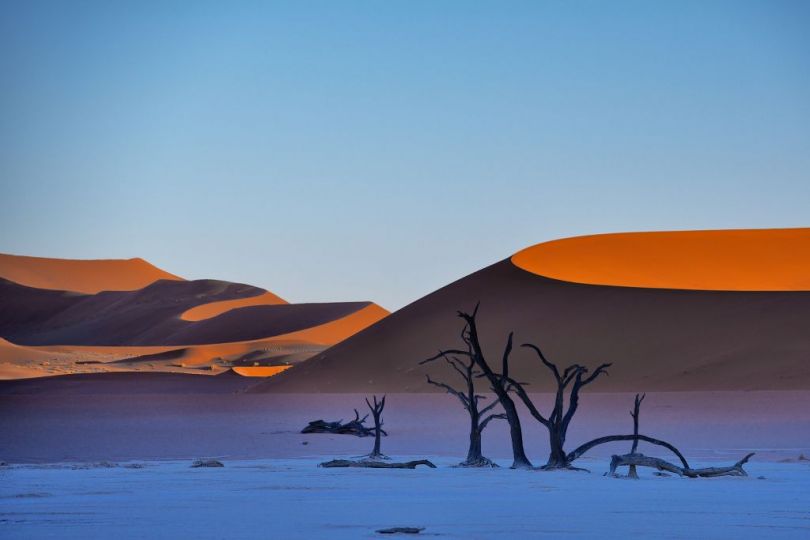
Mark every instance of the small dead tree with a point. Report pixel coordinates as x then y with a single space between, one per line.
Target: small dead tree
497 382
470 401
376 413
634 413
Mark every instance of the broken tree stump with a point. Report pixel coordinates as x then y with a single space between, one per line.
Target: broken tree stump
371 464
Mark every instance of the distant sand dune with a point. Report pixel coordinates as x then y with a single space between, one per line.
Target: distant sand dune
730 260
658 339
86 276
206 311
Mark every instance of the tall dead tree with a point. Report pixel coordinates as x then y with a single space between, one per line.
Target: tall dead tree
634 413
497 382
376 413
575 377
470 401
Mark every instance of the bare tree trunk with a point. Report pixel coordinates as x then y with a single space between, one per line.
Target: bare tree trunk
498 383
376 413
556 457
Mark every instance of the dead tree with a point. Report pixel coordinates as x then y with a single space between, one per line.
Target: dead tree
470 401
354 427
635 459
634 413
376 413
369 464
497 382
574 376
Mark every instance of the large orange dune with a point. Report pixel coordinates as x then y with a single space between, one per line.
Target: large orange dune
659 332
730 260
85 276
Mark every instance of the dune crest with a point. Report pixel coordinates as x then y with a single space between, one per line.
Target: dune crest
723 260
86 276
212 309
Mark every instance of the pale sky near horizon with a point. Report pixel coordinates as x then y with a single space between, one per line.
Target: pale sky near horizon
379 150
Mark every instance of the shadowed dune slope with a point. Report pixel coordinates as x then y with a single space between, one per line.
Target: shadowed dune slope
86 276
657 339
151 316
737 260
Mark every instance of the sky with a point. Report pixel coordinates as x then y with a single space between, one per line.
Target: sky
333 151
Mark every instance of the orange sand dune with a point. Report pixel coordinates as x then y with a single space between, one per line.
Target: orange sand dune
86 276
340 329
731 260
262 371
206 311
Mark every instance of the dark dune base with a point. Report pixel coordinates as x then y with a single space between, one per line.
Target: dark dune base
657 339
121 417
126 384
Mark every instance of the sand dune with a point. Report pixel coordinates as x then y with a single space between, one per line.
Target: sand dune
86 276
206 311
735 260
658 339
340 329
151 316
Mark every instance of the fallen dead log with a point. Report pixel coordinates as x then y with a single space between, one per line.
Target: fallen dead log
354 427
372 464
640 460
400 530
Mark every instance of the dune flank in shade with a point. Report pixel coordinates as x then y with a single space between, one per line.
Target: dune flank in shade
206 311
340 329
723 260
85 276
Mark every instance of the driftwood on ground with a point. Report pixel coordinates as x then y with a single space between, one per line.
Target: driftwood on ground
372 464
640 460
354 427
401 530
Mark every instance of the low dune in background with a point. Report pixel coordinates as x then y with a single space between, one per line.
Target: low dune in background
85 276
657 339
206 311
730 260
169 325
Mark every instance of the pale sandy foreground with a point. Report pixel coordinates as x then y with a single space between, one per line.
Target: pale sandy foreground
293 498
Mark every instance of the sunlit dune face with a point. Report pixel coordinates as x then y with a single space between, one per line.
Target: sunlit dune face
260 371
85 276
734 260
340 329
206 311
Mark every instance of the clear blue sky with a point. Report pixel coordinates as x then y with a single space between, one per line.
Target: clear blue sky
379 150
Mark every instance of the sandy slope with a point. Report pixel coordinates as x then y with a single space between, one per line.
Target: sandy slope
739 260
212 309
151 316
87 276
657 339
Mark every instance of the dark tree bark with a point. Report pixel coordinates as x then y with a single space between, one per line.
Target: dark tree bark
376 413
632 473
557 423
498 383
470 401
354 427
370 464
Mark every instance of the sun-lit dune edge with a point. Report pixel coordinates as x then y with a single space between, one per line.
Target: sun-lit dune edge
85 276
207 311
729 260
340 329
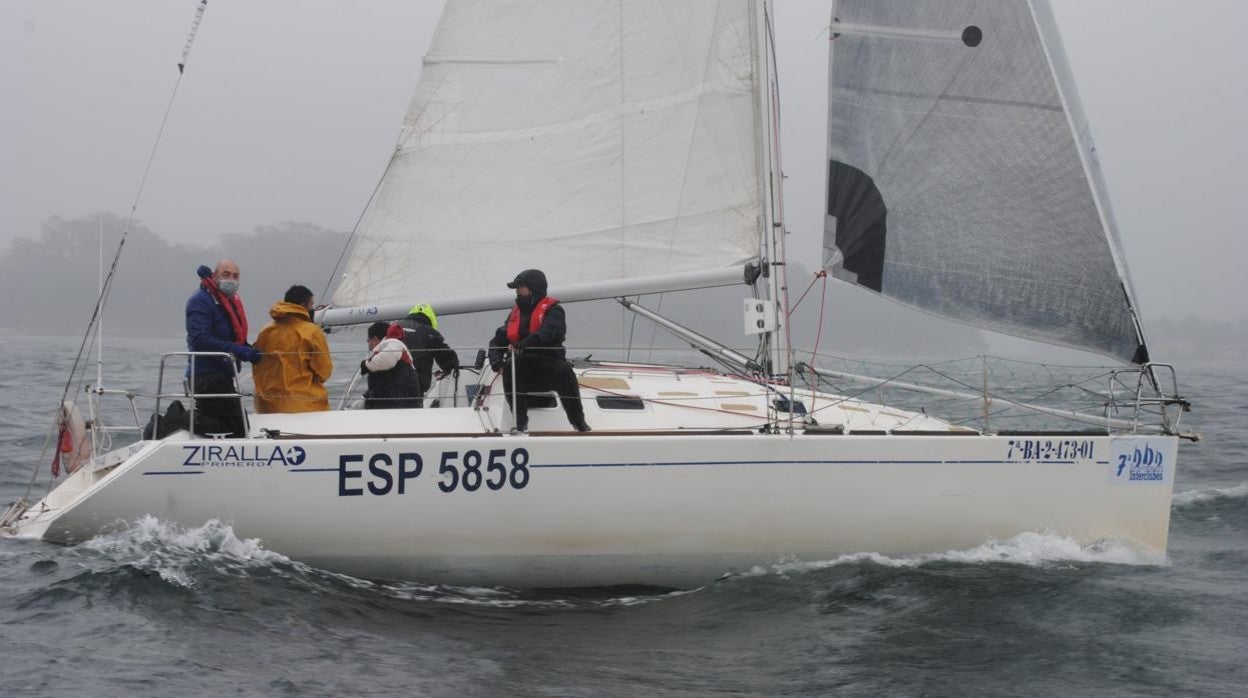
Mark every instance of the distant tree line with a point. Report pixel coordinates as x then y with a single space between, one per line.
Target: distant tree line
51 286
51 282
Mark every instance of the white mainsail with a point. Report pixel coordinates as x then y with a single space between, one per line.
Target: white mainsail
600 140
961 174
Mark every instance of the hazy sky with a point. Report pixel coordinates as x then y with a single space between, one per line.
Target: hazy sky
288 110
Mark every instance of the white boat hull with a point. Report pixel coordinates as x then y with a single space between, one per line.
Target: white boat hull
669 510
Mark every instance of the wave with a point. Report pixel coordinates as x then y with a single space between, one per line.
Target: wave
1208 495
185 556
174 552
1031 550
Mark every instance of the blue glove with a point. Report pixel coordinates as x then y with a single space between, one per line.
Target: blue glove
247 353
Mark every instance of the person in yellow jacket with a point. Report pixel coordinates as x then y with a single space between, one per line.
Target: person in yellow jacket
291 377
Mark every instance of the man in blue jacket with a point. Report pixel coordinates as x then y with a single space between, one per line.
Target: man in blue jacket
216 321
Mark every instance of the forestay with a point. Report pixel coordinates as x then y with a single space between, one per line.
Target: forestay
961 175
597 139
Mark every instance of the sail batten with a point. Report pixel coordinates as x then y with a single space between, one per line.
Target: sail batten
961 176
600 140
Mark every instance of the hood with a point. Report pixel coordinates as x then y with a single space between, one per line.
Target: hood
533 280
283 311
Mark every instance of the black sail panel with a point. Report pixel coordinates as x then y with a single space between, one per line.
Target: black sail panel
961 182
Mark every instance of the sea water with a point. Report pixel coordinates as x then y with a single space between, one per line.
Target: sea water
161 609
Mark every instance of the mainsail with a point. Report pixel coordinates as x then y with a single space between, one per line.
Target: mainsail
961 174
600 140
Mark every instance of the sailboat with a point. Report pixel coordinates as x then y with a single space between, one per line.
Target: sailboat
630 147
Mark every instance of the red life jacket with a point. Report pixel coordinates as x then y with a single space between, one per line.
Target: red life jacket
513 321
232 305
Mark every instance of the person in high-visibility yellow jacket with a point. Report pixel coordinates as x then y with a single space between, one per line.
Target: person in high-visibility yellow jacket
297 363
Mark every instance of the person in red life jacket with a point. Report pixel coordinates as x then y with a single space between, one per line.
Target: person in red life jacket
216 321
536 329
392 381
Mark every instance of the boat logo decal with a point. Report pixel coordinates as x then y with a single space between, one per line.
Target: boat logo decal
242 456
1136 460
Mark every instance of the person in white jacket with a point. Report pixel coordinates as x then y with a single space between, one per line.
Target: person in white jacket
392 382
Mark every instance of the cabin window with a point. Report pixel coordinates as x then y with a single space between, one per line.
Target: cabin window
781 405
619 402
539 400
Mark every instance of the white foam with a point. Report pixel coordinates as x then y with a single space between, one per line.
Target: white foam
1208 493
1032 550
170 550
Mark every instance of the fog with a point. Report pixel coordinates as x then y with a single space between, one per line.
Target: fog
288 111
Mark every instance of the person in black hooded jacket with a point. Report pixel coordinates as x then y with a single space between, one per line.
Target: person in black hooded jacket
537 329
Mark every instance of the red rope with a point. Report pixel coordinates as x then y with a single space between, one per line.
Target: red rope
823 275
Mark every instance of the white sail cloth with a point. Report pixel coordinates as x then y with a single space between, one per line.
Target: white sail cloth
962 180
598 140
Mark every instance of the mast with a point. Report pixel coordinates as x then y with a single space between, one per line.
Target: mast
771 246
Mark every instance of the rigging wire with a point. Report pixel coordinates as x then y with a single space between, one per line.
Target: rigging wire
79 367
355 229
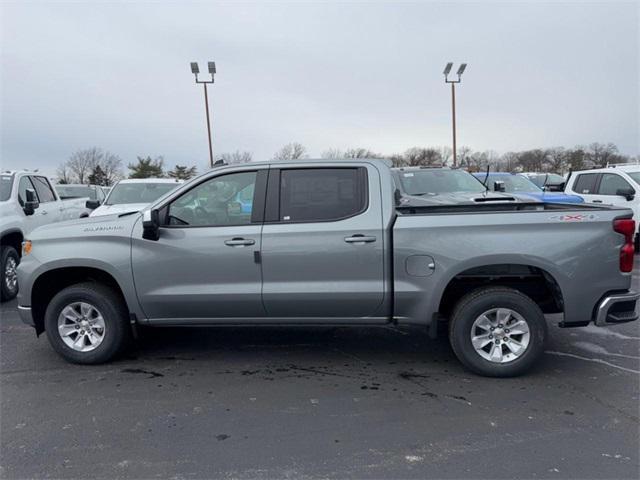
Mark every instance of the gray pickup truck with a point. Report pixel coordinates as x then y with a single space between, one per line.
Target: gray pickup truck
324 243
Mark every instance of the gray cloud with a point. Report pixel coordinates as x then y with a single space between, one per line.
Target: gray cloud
328 75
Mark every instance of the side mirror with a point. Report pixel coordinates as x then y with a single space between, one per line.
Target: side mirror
31 202
151 225
557 187
628 193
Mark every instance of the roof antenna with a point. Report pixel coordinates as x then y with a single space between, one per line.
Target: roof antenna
486 177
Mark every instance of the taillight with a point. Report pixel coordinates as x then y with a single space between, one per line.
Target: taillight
626 227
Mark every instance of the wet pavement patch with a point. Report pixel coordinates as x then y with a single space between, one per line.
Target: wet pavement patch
151 373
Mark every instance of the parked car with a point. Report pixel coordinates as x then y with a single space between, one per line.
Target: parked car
550 182
324 243
442 186
95 193
617 185
520 186
27 200
134 194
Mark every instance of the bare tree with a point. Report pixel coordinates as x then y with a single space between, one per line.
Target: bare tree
291 151
446 153
83 163
237 157
463 155
63 174
556 160
111 165
600 154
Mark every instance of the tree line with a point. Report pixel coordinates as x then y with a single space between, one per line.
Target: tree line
96 166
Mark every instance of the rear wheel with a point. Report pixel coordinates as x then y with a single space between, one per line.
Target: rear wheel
9 264
497 332
87 323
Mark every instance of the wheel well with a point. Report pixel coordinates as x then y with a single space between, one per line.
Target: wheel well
534 282
50 283
13 239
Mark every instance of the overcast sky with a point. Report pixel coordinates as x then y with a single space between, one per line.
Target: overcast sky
328 75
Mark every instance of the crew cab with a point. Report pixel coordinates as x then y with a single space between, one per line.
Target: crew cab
324 243
615 185
442 186
520 186
27 201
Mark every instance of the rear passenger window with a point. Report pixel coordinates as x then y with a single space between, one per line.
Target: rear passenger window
24 185
611 183
586 183
45 192
322 194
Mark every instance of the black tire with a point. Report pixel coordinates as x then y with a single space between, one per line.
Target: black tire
117 331
472 306
9 290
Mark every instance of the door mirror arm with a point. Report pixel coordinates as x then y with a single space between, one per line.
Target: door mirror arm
151 224
31 202
628 193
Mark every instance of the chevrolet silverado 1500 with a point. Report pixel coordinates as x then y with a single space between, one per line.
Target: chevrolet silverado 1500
324 243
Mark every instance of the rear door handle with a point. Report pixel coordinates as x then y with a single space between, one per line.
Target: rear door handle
239 242
359 239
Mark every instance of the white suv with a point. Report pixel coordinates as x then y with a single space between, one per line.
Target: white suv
615 185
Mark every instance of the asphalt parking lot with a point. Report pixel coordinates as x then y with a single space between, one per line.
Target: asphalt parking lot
318 403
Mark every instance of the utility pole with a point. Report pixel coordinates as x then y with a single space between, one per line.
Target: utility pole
195 69
459 73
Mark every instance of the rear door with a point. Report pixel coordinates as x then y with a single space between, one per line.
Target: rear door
322 244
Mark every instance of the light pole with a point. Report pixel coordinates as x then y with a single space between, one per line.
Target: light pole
212 70
459 73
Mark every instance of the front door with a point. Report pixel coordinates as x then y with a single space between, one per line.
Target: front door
205 265
322 245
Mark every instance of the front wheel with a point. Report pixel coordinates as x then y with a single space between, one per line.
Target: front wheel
497 332
87 323
9 265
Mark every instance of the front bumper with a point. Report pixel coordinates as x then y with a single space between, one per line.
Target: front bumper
617 308
26 316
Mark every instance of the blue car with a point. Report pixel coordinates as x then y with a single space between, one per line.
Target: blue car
521 187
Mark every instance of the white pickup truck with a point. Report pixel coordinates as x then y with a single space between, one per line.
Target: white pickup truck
27 201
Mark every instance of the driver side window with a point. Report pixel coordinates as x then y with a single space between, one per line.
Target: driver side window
219 202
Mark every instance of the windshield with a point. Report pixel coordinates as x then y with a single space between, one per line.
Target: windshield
635 176
6 182
425 182
514 183
124 193
77 191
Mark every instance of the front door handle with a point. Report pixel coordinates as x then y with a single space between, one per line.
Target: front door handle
239 242
359 239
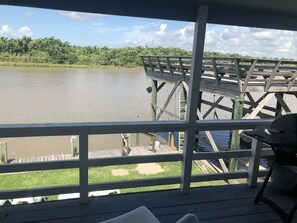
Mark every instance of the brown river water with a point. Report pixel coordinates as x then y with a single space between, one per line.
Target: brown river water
47 95
57 95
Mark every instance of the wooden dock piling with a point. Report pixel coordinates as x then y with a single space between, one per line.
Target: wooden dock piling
3 153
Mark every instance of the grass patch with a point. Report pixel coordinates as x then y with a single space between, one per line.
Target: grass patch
50 65
97 174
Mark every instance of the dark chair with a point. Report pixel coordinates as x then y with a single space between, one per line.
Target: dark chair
281 136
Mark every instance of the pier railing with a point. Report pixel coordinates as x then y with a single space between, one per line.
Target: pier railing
233 75
83 130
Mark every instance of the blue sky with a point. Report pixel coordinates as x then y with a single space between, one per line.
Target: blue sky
116 31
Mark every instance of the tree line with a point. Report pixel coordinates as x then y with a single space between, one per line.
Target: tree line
50 50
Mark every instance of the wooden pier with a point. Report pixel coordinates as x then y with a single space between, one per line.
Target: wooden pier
250 83
227 76
135 151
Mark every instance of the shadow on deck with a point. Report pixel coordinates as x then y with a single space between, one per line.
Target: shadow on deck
217 204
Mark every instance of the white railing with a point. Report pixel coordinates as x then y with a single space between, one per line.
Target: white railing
83 130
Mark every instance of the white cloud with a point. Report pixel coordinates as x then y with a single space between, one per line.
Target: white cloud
30 13
25 31
226 39
100 28
8 32
162 29
80 16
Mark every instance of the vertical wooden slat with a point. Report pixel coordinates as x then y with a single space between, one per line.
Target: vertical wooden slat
181 68
292 81
159 64
254 163
249 74
192 102
169 65
273 73
151 65
83 165
215 71
182 112
235 136
168 99
154 100
238 72
3 152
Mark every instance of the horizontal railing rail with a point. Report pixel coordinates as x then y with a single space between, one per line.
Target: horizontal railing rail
83 130
242 74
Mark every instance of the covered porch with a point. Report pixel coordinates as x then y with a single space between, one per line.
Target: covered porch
219 204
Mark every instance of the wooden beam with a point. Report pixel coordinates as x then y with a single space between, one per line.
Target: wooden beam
273 73
182 112
261 104
154 100
292 81
282 102
214 105
213 144
192 102
161 86
249 74
83 166
168 100
3 153
235 136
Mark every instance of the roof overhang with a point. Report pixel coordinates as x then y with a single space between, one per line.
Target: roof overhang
275 14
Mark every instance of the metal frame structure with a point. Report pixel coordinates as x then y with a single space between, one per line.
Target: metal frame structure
263 13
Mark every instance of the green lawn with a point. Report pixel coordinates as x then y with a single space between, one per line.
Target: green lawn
98 174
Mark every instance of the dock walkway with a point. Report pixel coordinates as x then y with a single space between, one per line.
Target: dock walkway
135 151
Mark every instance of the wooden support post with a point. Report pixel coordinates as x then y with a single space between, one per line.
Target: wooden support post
278 109
193 95
3 153
83 166
126 144
137 139
198 109
153 143
154 99
254 163
235 136
171 140
182 112
73 145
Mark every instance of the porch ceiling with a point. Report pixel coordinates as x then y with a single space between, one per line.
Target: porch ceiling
253 13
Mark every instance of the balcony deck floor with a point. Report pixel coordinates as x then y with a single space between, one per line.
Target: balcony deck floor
217 204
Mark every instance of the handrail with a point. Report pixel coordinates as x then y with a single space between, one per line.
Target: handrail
241 74
83 130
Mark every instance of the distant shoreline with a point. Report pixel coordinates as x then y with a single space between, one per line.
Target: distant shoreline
49 65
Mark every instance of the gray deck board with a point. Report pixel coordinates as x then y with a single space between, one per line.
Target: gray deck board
217 204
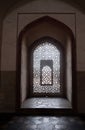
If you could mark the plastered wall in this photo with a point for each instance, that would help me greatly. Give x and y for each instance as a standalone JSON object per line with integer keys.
{"x": 15, "y": 21}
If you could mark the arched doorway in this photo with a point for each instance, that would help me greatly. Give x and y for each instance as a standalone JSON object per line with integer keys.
{"x": 50, "y": 28}
{"x": 47, "y": 73}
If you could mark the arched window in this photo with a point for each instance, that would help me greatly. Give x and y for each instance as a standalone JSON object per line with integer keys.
{"x": 46, "y": 62}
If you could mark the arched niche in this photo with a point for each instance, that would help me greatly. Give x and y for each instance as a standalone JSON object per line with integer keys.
{"x": 42, "y": 27}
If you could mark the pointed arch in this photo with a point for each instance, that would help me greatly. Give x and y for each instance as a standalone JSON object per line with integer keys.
{"x": 46, "y": 27}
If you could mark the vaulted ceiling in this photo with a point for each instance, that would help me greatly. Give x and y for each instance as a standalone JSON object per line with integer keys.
{"x": 5, "y": 5}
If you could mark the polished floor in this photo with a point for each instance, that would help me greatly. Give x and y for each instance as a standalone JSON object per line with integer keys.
{"x": 46, "y": 103}
{"x": 44, "y": 123}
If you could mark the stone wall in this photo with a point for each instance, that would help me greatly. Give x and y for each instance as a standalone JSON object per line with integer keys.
{"x": 14, "y": 23}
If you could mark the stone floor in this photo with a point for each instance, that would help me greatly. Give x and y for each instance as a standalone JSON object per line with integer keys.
{"x": 46, "y": 103}
{"x": 44, "y": 123}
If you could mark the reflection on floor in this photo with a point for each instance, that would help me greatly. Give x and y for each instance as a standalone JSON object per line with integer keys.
{"x": 46, "y": 103}
{"x": 44, "y": 123}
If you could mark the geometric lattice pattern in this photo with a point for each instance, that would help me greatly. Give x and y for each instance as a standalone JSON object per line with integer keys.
{"x": 46, "y": 75}
{"x": 46, "y": 51}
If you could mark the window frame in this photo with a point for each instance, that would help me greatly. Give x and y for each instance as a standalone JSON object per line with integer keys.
{"x": 62, "y": 70}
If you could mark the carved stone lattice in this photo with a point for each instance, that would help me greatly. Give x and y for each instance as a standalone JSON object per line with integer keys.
{"x": 50, "y": 82}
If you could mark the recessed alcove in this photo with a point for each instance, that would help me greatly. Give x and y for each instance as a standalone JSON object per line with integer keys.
{"x": 40, "y": 31}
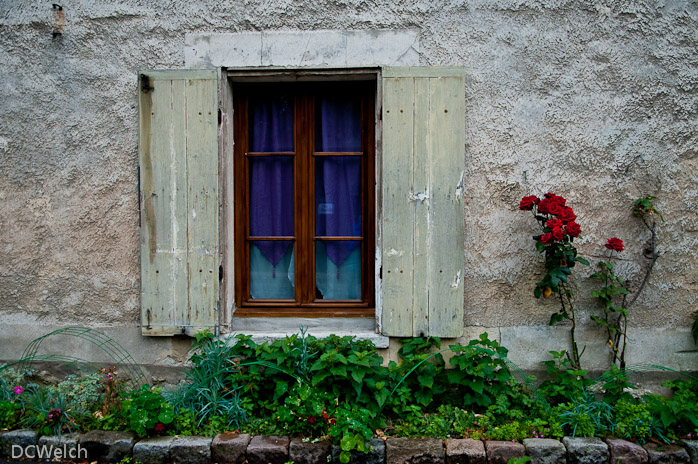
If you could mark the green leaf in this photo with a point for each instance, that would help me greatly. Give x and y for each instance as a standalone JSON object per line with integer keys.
{"x": 340, "y": 371}
{"x": 426, "y": 381}
{"x": 319, "y": 377}
{"x": 166, "y": 416}
{"x": 381, "y": 396}
{"x": 358, "y": 375}
{"x": 348, "y": 442}
{"x": 281, "y": 388}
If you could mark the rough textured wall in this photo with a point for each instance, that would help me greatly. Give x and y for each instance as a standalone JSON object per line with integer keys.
{"x": 596, "y": 101}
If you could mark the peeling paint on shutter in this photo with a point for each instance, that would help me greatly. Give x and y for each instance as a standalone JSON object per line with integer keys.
{"x": 422, "y": 218}
{"x": 178, "y": 150}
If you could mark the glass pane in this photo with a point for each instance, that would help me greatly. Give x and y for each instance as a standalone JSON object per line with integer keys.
{"x": 271, "y": 196}
{"x": 271, "y": 123}
{"x": 338, "y": 196}
{"x": 338, "y": 270}
{"x": 338, "y": 123}
{"x": 271, "y": 270}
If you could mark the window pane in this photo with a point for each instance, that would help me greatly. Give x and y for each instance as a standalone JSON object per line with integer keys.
{"x": 271, "y": 123}
{"x": 338, "y": 123}
{"x": 338, "y": 270}
{"x": 271, "y": 196}
{"x": 271, "y": 270}
{"x": 338, "y": 196}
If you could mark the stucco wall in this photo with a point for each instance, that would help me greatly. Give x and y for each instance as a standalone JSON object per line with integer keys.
{"x": 596, "y": 101}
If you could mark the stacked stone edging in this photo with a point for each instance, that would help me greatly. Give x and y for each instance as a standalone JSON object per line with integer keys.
{"x": 233, "y": 448}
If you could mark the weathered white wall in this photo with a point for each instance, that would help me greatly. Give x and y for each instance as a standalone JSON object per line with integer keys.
{"x": 596, "y": 101}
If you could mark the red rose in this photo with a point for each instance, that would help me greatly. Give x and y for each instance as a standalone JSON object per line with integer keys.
{"x": 556, "y": 198}
{"x": 555, "y": 208}
{"x": 546, "y": 238}
{"x": 567, "y": 215}
{"x": 573, "y": 229}
{"x": 528, "y": 202}
{"x": 558, "y": 233}
{"x": 615, "y": 244}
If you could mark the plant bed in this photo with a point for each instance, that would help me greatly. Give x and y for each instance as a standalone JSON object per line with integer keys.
{"x": 337, "y": 391}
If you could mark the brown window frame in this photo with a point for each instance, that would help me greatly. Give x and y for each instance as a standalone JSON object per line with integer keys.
{"x": 305, "y": 304}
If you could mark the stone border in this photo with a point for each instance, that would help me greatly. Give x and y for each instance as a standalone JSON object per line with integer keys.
{"x": 233, "y": 448}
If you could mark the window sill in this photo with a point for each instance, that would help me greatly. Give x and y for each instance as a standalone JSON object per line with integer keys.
{"x": 264, "y": 329}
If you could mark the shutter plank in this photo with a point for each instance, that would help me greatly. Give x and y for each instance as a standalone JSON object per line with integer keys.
{"x": 447, "y": 146}
{"x": 398, "y": 214}
{"x": 169, "y": 141}
{"x": 420, "y": 202}
{"x": 202, "y": 184}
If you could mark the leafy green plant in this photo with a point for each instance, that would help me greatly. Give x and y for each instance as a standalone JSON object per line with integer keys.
{"x": 146, "y": 411}
{"x": 353, "y": 428}
{"x": 564, "y": 382}
{"x": 209, "y": 390}
{"x": 680, "y": 411}
{"x": 9, "y": 414}
{"x": 585, "y": 416}
{"x": 416, "y": 377}
{"x": 616, "y": 385}
{"x": 49, "y": 412}
{"x": 480, "y": 372}
{"x": 633, "y": 420}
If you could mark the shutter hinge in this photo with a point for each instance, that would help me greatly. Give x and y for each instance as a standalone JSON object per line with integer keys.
{"x": 139, "y": 195}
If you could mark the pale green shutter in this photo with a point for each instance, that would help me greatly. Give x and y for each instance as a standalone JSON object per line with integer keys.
{"x": 178, "y": 150}
{"x": 422, "y": 218}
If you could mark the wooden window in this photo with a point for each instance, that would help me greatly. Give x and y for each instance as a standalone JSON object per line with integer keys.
{"x": 304, "y": 198}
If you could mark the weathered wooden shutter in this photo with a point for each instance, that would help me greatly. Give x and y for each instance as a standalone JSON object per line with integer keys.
{"x": 422, "y": 218}
{"x": 178, "y": 151}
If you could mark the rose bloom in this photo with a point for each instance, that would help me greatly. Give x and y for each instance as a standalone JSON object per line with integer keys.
{"x": 552, "y": 223}
{"x": 528, "y": 202}
{"x": 615, "y": 244}
{"x": 555, "y": 208}
{"x": 556, "y": 198}
{"x": 567, "y": 215}
{"x": 558, "y": 234}
{"x": 573, "y": 229}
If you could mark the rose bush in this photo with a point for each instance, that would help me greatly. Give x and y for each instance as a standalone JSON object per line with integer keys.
{"x": 556, "y": 242}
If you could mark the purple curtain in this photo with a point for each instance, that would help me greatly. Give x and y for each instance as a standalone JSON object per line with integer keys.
{"x": 271, "y": 177}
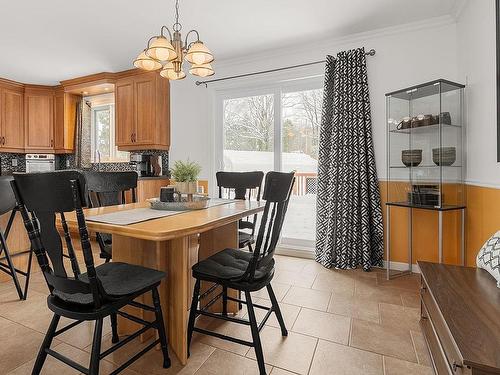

▶ Task to complete
Gather every line in the listing above that contains the string "shade". Case counts, so only lines with matching capitalization belong.

▶ Task answer
Mark every instance of the dune flank in shade with a point. Report pixel coordinates as x then y with a single space between, one per line.
Target: dune flank in shade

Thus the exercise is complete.